- _Prompt 1_:
Answer these questions from the news report on Texas Medicaid spending, one answer per line, marked to match:
(a) How many Texans are in the Medicaid program?
(b) What is the size of the emergency spending bill lawmakers must pass?
(c) How much did the 2011 cost-containment measures save, and what was the target?
- _Prompt 2_: Transcribe word for word the part of the news report on Texas Medicaid spending that opens with the words containing "State budget analysts" and closes with "the draft budget.".
- _Prompt 3_: Write the next part of the news report on Texas Medicaid spending, picking up after its final sentence.

AUSTIN, Texas (AP) -- Texas will use "all the money that there is available to spend" in the state budget just paying the health care costs of the growing number of poor, disabled and elderly unless dramatic changes are made to the Medicaid system, the chairman of the Senate Finance Committee said Wednesday.
Tommy Williams, R-The Woodlands, called on fellow Texas lawmakers and state agency chiefs to prepare themselves to make tough choices but offered no details on how he would change Medicaid, the joint state-federal health program for 3.6 million Texans. More than 2.7 million children, 531,000 disabled and 244,000 elderly rely on Medicaid.
State budget analysts testified that the draft Health and Human Services budget calls for a 3 percent increase in state spending in the 2014-2015 budget cycle but acknowledged that Republican leaders asked them not to factor expected growth in Medicaid caseload or medical inflation into their budget forecast.
The Republican-controlled Legislature in 2011 failed to fund Medicaid growth, and now lawmakers must pass an emergency $3.4 billion spending bill to cover those costs. After questioning by Democratic senators, Williams explained why he didn't want the anticipated costs included in the draft budget.
"If we do that, our work is done, folks. We've spent all the money that there is available to spend," Williams said. "We're not looking to narrow the number of people we serve; I'd like to see it expanded. But we can't do it the way we've always been doing it."
Williams said he was looking to proposals introduced by Sen. Jane Nelson, R-Flower Mound, to reduce costs and fight fraud, waste and abuse. Nelson asked a budget analyst how much money similar cost-containment measures from 2011 had saved, and the board reported savings of $1.8 billion, though the target had been $2.9 billion.

- _Dataset extract_:
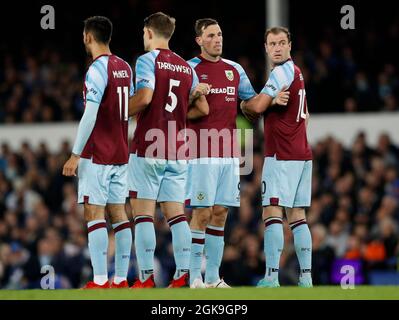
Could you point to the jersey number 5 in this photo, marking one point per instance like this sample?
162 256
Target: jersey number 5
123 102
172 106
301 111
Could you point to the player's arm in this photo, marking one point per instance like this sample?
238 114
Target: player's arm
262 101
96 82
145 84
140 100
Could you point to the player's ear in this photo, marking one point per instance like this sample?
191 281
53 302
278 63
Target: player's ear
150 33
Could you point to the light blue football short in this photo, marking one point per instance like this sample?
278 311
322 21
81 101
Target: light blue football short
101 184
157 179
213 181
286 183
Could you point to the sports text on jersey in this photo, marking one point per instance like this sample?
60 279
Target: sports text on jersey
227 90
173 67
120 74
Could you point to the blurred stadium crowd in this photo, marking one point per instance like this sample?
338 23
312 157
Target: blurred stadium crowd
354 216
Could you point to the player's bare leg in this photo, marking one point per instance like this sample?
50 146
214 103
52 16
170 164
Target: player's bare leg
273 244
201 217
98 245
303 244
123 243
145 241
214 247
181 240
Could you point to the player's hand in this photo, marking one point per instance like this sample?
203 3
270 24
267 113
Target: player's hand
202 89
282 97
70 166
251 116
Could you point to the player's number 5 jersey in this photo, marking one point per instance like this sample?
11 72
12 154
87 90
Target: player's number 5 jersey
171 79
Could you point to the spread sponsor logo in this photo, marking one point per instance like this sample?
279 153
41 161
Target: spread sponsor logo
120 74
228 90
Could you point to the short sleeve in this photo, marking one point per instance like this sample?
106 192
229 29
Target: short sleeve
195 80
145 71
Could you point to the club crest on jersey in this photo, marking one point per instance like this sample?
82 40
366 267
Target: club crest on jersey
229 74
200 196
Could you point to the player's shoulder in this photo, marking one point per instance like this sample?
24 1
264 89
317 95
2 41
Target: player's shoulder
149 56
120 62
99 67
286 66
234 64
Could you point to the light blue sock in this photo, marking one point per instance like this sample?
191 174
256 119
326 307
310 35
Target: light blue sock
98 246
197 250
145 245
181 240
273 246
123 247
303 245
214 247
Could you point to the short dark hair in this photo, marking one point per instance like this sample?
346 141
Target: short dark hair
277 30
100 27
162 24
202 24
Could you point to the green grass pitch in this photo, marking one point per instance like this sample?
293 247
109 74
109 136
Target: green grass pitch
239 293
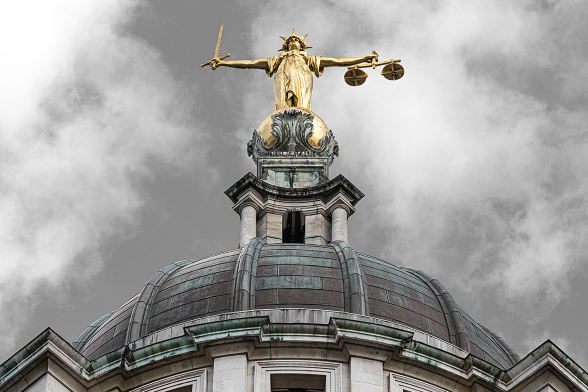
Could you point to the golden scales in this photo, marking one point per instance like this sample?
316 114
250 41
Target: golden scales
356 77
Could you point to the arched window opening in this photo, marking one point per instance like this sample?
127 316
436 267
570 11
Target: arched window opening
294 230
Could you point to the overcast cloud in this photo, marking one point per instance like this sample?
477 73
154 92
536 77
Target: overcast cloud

- _Answer 1_:
(a) 3.6 million
(b) $3.4 billion
(c) $1.8 billion, against a target of $2.9 billion

- _Answer 2_:
State budget analysts testified that the draft Health and Human Services budget calls for a 3 percent increase in state spending in the 2014-2015 budget cycle but acknowledged that Republican leaders asked them not to factor expected growth in Medicaid caseload or medical inflation into their budget forecast.
The Republican-controlled Legislature in 2011 failed to fund Medicaid growth, and now lawmakers must pass an emergency $3.4 billion spending bill to cover those costs. After questioning by Democratic senators, Williams explained why he didn't want the anticipated costs included in the draft budget.

- _Answer 3_:
The Republican leadership in Texas has rejected any proposal that would raise state revenues, and Gov. Rick Perry on Tuesday called for a tax cut. Democrats and advocates for the poor, though, complain that the cap Republicans have placed on state spending will result in a cut in services to people who desperately need them.
Williams echoed many Republicans when he complained about the 14 percent growth in the health and human services budget over the past 10 years. He said for the first time the health and human services budget is roughly equal to education, historically the largest portion of state spending. But Williams reiterated that he doesn't want to cut services to those who truly cannot care for themselves.
"This is the heart of the budget; this is what decides how we look to the rest of the world because I think it says something about who we are in how we serve these people," he said. "But it's also about how we are going to deal with the other important parts of the budget."
Democrats complain that Republicans have set up a false choice between funding education and caring for children and the disabled. They have called for eliminating tax loopholes and using the Rainy Day Fund to pay for the state's needs.